◆ TRY IT: Search the data for the string "woman" and gather each line it is in.

◆ INPUT DATA:

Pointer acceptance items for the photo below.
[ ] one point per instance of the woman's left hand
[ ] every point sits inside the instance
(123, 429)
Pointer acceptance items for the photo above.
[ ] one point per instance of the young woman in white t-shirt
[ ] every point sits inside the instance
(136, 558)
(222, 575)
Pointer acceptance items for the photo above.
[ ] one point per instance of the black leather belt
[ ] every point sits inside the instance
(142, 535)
---
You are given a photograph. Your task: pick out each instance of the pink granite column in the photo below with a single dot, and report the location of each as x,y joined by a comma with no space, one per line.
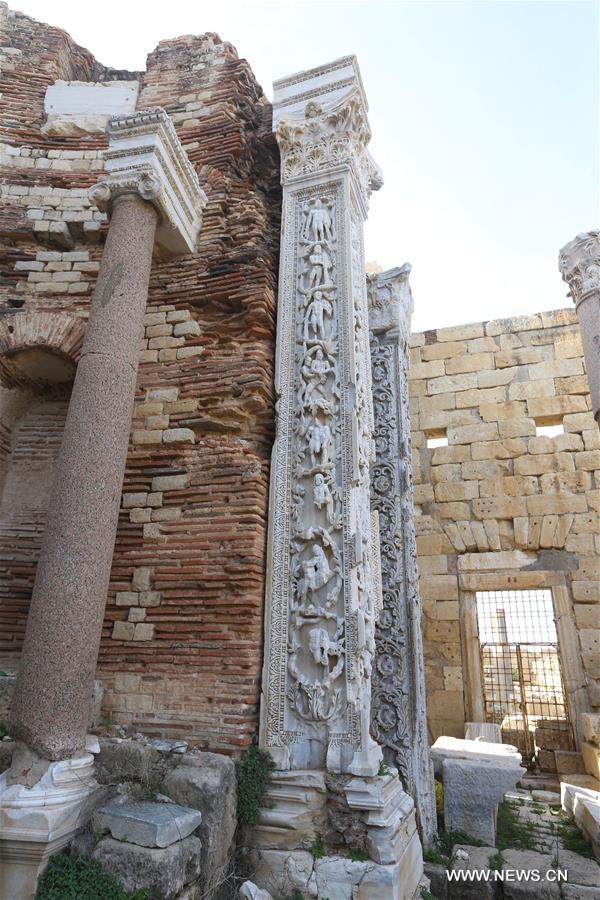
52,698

◆ ANSWER AREA:
[ ] one point per instance of the woman's left hand
[ ] one point per instance of the young woman in white t-shirt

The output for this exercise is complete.